- _Exercises_
• a. In the health care reform summary, what is the average tax credit for a family of four making $50,000?
• b. Resume the health care reform summary after its final sentence, adding another passage in the same style.

- _Document segment_
========

Historic health care tax cuts. Those who do not receive health care coverage through their employer will be able to purchase coverage at group rates through new health insurance exchange. To make this insurance affordable, the legislation contains the largest middle-class tax cut for health care in history, providing middle class families with incomes up to $88,000 for a family of four with tax credits to help pay for coverage in the exchange. For a family of four making $50,000, the average tax credit will be approximately $5,800. There are 171,000 households in the District that could qualify for these credits if they purchase health insurance through the exchange or, in the case of households with incomes below 133% of poverty, receive coverage through Medicaid.

Coverage for individuals with pre-existing conditions. There are 12,200 uninsured individuals in the District who have pre-existing medical conditions like cancer, heart disease, and diabetes. Under the bill’s insurance reforms, they cannot be denied affordable coverage.

Financial security for families. There were 1,500 health care-related bankruptcies in the District in 2008, caused primarily by the health care costs not covered by insurance. The bill caps annual out-of-pocket costs at $6,200 for individuals and $12,400 for families who purchase insurance through the exchange or who are insured by small businesses. It also eliminates annual and lifetime limits on all insurance coverage. These reforms ensure that no family will have to face financial ruin because of high health care costs.

========

- _Given data_
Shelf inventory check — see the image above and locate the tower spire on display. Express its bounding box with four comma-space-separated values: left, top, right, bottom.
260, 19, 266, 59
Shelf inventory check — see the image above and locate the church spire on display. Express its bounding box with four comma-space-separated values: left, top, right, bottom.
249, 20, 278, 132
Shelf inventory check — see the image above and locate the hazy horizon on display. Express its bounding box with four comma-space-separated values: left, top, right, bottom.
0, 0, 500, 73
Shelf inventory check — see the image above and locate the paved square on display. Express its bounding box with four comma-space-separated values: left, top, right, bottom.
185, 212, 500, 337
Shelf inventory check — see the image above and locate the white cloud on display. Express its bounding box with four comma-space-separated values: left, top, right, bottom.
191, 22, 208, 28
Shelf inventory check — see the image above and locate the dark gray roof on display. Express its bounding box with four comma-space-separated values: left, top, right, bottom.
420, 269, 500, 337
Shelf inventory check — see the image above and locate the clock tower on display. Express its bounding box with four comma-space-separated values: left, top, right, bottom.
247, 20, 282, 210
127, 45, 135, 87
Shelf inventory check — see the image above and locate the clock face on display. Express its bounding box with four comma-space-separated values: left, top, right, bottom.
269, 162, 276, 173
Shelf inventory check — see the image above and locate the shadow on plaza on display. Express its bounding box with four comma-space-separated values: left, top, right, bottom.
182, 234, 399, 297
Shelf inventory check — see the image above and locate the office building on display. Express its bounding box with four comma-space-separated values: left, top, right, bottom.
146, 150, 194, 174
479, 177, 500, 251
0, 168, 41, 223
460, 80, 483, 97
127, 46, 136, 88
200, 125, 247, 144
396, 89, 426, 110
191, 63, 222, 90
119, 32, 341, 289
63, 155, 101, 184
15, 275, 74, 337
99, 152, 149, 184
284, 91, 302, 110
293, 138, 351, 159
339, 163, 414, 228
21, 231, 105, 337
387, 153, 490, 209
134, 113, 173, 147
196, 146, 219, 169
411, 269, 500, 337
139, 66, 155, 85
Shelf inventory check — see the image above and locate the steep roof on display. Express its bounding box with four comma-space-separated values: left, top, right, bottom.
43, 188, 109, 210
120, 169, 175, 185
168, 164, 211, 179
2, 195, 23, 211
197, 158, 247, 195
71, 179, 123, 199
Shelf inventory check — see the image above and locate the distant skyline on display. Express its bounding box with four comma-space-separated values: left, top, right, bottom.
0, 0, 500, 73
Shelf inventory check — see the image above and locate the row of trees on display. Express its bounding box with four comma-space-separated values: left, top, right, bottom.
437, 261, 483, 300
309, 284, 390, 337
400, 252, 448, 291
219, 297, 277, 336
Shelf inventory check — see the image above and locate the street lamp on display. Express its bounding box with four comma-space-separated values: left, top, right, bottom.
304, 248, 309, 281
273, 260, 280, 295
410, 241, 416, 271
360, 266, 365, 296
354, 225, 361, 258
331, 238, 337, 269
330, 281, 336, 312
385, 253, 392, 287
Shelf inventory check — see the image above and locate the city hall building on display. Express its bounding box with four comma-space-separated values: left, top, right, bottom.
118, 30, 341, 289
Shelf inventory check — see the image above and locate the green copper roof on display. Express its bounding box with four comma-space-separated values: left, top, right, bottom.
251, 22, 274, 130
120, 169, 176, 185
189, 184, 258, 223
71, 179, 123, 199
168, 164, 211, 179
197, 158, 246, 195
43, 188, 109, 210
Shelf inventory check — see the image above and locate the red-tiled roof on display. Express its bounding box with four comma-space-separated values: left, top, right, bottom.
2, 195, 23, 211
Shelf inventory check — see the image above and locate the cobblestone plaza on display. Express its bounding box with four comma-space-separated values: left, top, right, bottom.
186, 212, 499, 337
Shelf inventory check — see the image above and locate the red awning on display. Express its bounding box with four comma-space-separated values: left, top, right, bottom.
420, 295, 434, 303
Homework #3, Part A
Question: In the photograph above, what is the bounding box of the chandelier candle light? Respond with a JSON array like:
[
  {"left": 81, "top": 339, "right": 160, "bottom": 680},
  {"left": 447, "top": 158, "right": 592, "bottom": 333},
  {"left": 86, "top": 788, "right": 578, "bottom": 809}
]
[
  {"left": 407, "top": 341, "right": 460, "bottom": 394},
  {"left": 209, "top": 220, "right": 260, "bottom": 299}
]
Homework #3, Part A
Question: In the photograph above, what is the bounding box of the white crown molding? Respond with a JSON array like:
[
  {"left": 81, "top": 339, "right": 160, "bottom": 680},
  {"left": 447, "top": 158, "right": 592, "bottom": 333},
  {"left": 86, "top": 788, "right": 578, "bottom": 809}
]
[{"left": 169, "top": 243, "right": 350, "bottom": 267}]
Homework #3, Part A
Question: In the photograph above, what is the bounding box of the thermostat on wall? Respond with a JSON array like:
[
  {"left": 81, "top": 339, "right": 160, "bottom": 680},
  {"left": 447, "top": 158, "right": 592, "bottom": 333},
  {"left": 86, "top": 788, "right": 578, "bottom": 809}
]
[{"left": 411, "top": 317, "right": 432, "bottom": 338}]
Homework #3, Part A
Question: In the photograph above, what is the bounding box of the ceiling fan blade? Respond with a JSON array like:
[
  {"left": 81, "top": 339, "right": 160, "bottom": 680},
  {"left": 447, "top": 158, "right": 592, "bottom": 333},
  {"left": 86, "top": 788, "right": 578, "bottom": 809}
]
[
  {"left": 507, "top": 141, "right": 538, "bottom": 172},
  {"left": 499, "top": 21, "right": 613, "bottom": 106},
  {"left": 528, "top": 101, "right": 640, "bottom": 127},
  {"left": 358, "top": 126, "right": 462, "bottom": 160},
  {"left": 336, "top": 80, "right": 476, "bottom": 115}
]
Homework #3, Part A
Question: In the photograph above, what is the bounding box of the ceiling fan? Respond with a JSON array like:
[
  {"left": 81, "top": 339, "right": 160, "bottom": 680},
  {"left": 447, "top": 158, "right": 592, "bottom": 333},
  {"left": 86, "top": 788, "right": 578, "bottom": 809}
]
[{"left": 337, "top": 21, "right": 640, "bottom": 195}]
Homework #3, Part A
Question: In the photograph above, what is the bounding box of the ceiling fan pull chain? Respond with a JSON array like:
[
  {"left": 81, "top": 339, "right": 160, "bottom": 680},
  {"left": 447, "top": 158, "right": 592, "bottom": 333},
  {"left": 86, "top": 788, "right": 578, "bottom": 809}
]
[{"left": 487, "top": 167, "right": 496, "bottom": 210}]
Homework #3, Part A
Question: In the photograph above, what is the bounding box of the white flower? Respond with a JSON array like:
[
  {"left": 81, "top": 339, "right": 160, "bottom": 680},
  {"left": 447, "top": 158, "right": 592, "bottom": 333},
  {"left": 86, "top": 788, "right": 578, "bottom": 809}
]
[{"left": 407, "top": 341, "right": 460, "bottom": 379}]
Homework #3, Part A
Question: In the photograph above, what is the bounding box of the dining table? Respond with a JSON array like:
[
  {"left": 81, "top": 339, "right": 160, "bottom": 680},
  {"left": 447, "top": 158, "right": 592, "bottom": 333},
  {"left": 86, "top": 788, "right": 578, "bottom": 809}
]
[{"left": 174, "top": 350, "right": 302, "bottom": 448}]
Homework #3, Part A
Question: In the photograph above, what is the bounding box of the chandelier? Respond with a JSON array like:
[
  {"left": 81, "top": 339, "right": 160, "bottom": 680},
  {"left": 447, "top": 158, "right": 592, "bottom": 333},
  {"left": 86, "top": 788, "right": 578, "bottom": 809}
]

========

- _Your responses_
• a. Approximately $5,800.

• b.
Security for Seniors

Improving Medicare. There are 98,000 Medicare beneficiaries in the District. The legislation improves their benefits by providing free preventive and wellness care, improving primary and coordinated care, and enhancing nursing home care. The bill also strengthens the Medicare Trust Fund, extending its solvency from 2017 to 2026.

Closing the Part D donut hole. Each year, 9,300 Medicare beneficiaries in the District enter the Part D donut hole and are forced to pay the full cost of their prescription drugs. Under the bill, these beneficiaries will receive a $250 rebate in 2010, 50% discounts on brand name drugs beginning in 2011, and complete closure of the donut hole within a decade. A typical beneficiary who enters the donut hole will see savings of over $700 in 2011 and over $3,000 by 2020.

New Coverage Options for Young Adults

New lower-cost health care options for young adults. The legislation will allow young adults to remain on their parents’ policies until they turn 26. There are 49,000 young adults in the District who could benefit from this option. For individuals under age 30, the bill creates new, inexpensive policies that allow them to obtain protection from catastrophic health care costs.

Helping Small Businesses

Helping small businesses obtain health insurance. Under the legislation, small businesses with 100 employees or less will be able to join the health insurance exchange, benefiting from group rates and a greater choice of insurers. There are 16,400 small businesses in the District that could benefit from this provision.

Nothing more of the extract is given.